[Stored records]
"""
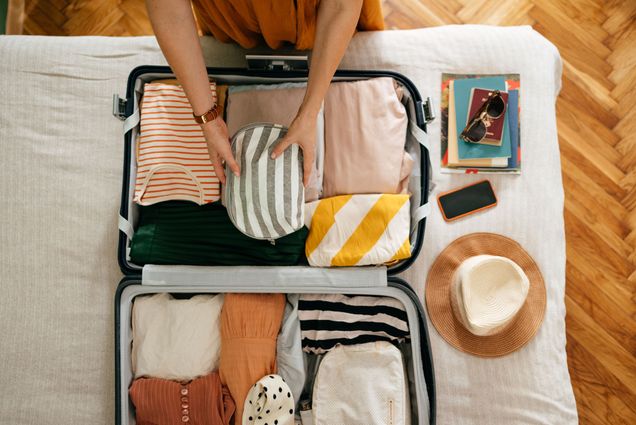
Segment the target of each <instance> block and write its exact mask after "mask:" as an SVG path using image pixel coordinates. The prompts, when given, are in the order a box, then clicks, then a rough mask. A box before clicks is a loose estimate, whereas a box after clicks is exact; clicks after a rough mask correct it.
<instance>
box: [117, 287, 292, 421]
mask: <svg viewBox="0 0 636 425" xmlns="http://www.w3.org/2000/svg"><path fill="white" fill-rule="evenodd" d="M284 308H285V296H284V295H282V294H227V295H225V296H224V295H216V296H211V295H196V296H193V297H192V298H190V299H174V298H173V297H172V296H171V295H169V294H166V293H162V294H157V295H153V296H149V297H139V298H138V299H137V300H136V301H135V303H134V305H133V315H132V330H133V333H132V334H133V342H132V356H131V360H132V370H133V373H134V377H135V380H134V381H133V383H132V385H131V387H130V390H129V393H130V398H131V400H132V402H133V404H134V405H135V411H136V421H137V423H138V424H145V423H152V424H175V423H188V422H191V423H195V424H210V425H219V424H227V425H229V424H242V423H246V422H245V417H247V418H249V421H252V420H253V419H254V418H257V417H258V416H264V415H265V411H266V410H267V412H268V413H269V410H276V412H275V415H274V414H272V415H271V416H270V417H271V418H272V423H274V420H276V421H278V423H280V424H281V425H290V424H293V417H294V409H295V407H294V404H295V403H294V398H293V397H292V393H291V390H290V389H289V387H288V386H287V384H286V383H285V381H284V379H283V378H280V377H278V376H277V375H274V374H275V373H276V372H277V359H276V343H277V335H278V333H279V331H280V330H281V322H282V320H283V313H284ZM288 329H290V330H292V331H293V329H291V328H290V327H288ZM281 338H282V339H285V338H286V335H283V336H282V337H281ZM298 352H299V353H300V345H299V346H298ZM289 353H290V352H289V351H288V352H287V354H289ZM286 370H287V369H286ZM291 377H292V378H295V376H294V375H293V374H291ZM301 379H303V380H304V377H303V378H301ZM263 381H265V382H263ZM259 383H260V384H259ZM259 386H262V388H264V390H263V391H265V392H267V391H268V390H270V393H269V394H266V396H263V394H260V393H259V394H258V395H254V394H250V389H252V388H253V387H259ZM272 391H273V392H272ZM246 399H247V400H248V404H247V405H245V401H246ZM257 404H258V406H259V407H258V409H259V410H263V413H262V414H261V413H260V412H258V415H256V413H257V411H256V410H255V409H257V407H255V406H256V405H257ZM274 406H275V407H276V409H274V408H273V407H274ZM264 407H267V409H265V408H264ZM232 418H233V419H232ZM247 423H250V422H247Z"/></svg>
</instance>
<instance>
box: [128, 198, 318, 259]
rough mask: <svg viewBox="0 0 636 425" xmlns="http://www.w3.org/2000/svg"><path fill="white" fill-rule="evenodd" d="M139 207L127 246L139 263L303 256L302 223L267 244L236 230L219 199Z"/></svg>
mask: <svg viewBox="0 0 636 425" xmlns="http://www.w3.org/2000/svg"><path fill="white" fill-rule="evenodd" d="M139 210H140V212H139V226H138V228H137V231H136V232H135V235H134V236H133V240H132V243H131V250H130V257H131V260H132V262H133V263H135V264H138V265H144V264H190V265H207V266H238V265H275V266H287V265H295V264H298V263H299V262H300V261H301V260H304V250H305V239H307V233H308V231H307V228H306V227H303V228H301V229H300V230H297V231H296V232H294V233H291V234H289V235H287V236H284V237H282V238H280V239H276V241H275V243H272V242H270V241H267V240H258V239H252V238H250V237H248V236H245V235H244V234H243V233H241V232H240V231H238V230H237V229H236V228H235V227H234V225H233V224H232V222H231V221H230V218H229V216H228V215H227V210H226V209H225V207H224V206H222V205H221V203H220V202H214V203H211V204H206V205H202V206H199V205H196V204H194V203H191V202H182V201H169V202H161V203H158V204H155V205H150V206H146V207H139Z"/></svg>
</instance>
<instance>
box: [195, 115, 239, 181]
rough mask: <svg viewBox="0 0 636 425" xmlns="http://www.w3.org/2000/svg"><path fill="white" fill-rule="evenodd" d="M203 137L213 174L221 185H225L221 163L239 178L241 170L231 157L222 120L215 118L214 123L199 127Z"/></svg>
mask: <svg viewBox="0 0 636 425" xmlns="http://www.w3.org/2000/svg"><path fill="white" fill-rule="evenodd" d="M201 128H202V129H203V135H204V136H205V140H206V142H207V143H208V151H209V152H210V160H211V161H212V165H214V172H215V173H216V176H217V177H218V178H219V180H220V181H221V183H223V184H225V167H224V166H223V161H225V163H226V164H227V165H228V166H229V167H230V170H232V172H233V173H234V175H235V176H237V177H238V176H239V175H240V173H241V170H240V168H239V166H238V164H237V163H236V160H235V159H234V156H233V155H232V149H231V147H230V138H229V136H228V133H227V125H225V121H223V118H217V119H215V120H214V121H211V122H208V123H205V124H203V125H202V126H201Z"/></svg>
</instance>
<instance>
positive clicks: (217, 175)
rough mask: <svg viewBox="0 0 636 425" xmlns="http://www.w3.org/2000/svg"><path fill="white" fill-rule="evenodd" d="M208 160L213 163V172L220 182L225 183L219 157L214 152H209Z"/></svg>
mask: <svg viewBox="0 0 636 425" xmlns="http://www.w3.org/2000/svg"><path fill="white" fill-rule="evenodd" d="M210 160H211V161H212V165H214V173H215V174H216V176H217V177H218V178H219V180H220V181H221V184H225V169H224V168H223V163H222V162H221V157H220V156H219V155H218V154H217V153H216V152H214V153H211V154H210Z"/></svg>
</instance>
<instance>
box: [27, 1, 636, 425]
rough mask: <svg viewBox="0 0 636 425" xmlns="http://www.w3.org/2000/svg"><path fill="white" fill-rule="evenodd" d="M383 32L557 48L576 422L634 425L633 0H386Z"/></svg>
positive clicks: (566, 295)
mask: <svg viewBox="0 0 636 425" xmlns="http://www.w3.org/2000/svg"><path fill="white" fill-rule="evenodd" d="M384 11H385V17H386V22H387V25H388V27H390V28H418V27H428V26H435V25H444V24H459V23H484V24H494V25H523V24H528V25H532V26H533V27H534V28H535V29H536V30H537V31H539V32H540V33H542V34H543V35H544V36H546V37H547V38H548V39H549V40H551V41H552V42H553V43H554V44H556V45H557V47H558V48H559V50H560V52H561V55H562V56H563V64H564V66H563V89H562V91H561V95H560V97H559V100H558V104H557V114H558V128H559V140H560V144H561V161H562V165H563V184H564V186H565V226H566V234H567V236H566V237H567V258H568V260H567V289H566V305H567V318H566V322H567V338H568V345H567V351H568V360H569V367H570V373H571V376H572V383H573V385H574V391H575V394H576V400H577V405H578V410H579V415H580V420H581V423H583V424H636V299H635V295H634V294H635V291H634V290H635V288H636V271H635V270H636V267H635V264H636V253H635V252H636V0H625V1H613V0H609V1H599V0H422V1H417V0H389V1H384ZM25 12H26V20H25V22H24V32H25V33H27V34H51V35H64V34H68V35H86V34H93V35H142V34H151V33H152V30H151V28H150V25H149V23H148V20H147V17H146V13H145V9H144V2H143V1H142V0H70V1H66V0H26V7H25Z"/></svg>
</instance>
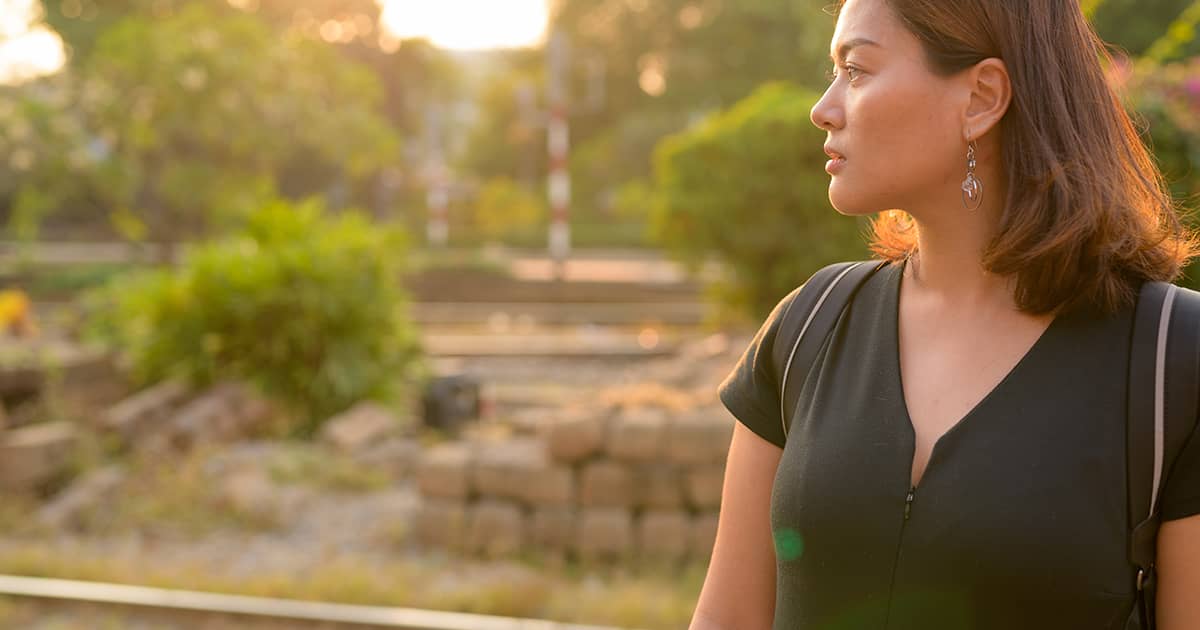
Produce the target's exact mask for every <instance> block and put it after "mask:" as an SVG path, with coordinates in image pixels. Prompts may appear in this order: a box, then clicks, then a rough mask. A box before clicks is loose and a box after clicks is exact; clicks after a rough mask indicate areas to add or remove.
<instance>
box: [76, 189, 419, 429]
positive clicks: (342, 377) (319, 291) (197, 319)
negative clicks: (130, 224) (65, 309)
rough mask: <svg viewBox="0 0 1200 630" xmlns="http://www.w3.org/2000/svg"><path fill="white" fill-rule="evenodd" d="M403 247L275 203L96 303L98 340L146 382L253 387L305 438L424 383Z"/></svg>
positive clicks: (351, 217) (103, 291) (143, 381)
mask: <svg viewBox="0 0 1200 630" xmlns="http://www.w3.org/2000/svg"><path fill="white" fill-rule="evenodd" d="M404 247H406V236H404V233H403V232H401V230H398V229H395V228H388V227H382V226H378V224H374V223H371V222H368V221H367V220H366V218H364V217H362V216H361V215H358V214H354V212H346V214H342V215H340V216H336V217H329V216H324V215H323V211H322V206H320V205H319V204H318V203H316V202H310V203H305V204H300V205H293V204H288V203H284V202H275V203H271V204H269V205H266V206H265V208H263V209H262V210H259V211H257V212H254V214H252V215H251V216H250V218H248V221H247V224H246V227H245V229H244V232H242V233H241V234H239V235H235V236H232V238H228V239H224V240H221V241H215V242H211V244H206V245H200V246H198V247H196V248H194V250H193V251H190V252H188V253H187V254H186V257H185V260H184V262H182V264H181V265H180V266H178V268H176V269H169V270H155V271H140V272H136V274H131V275H130V276H126V277H122V278H119V280H116V281H115V282H114V283H112V284H109V286H108V287H106V288H103V289H101V290H98V292H96V293H95V294H92V295H90V298H89V300H88V301H89V304H91V305H92V306H94V311H95V318H94V320H92V322H91V325H90V326H89V328H90V330H91V332H92V334H94V336H96V337H98V338H101V340H107V341H108V342H109V343H114V344H115V346H116V347H118V348H119V349H121V350H122V352H125V353H127V355H128V358H130V360H131V364H132V367H133V371H134V376H136V377H137V378H138V379H139V380H143V382H152V380H157V379H163V378H168V377H175V378H182V379H186V380H190V382H192V383H197V384H208V383H212V382H215V380H218V379H230V378H233V379H242V380H246V382H250V383H253V384H256V385H258V386H259V388H260V389H262V390H263V391H264V392H265V394H266V395H269V396H272V397H276V398H278V400H281V401H283V402H286V403H289V404H290V406H292V407H293V408H294V410H295V412H296V416H298V418H299V419H300V420H299V425H298V426H295V427H294V428H295V431H296V433H299V434H308V433H311V432H312V431H313V430H314V428H316V427H317V424H318V422H319V421H320V420H323V419H325V418H329V416H330V415H331V414H335V413H337V412H341V410H343V409H346V408H348V407H349V406H350V404H353V403H354V402H356V401H359V400H362V398H368V397H380V398H386V397H388V396H389V395H391V394H395V390H394V389H392V385H395V384H397V383H398V382H401V380H403V379H404V378H406V377H412V376H415V371H414V370H415V368H418V367H419V366H420V362H419V361H418V356H419V348H418V342H416V334H415V332H416V331H415V329H414V326H413V325H412V324H410V322H409V320H408V318H407V316H406V312H404V305H406V298H404V294H403V292H402V289H401V288H400V274H401V271H402V260H403V252H404Z"/></svg>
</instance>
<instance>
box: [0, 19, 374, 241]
"""
[What this task involves] Show each line of the material above that contains the string "positive", treating uppercase and lowercase letters as different.

[Answer below]
positive clicks: (217, 175)
positive clicks: (566, 295)
positive clicks: (342, 377) (319, 291) (197, 319)
positive clicks: (351, 217) (103, 291) (143, 381)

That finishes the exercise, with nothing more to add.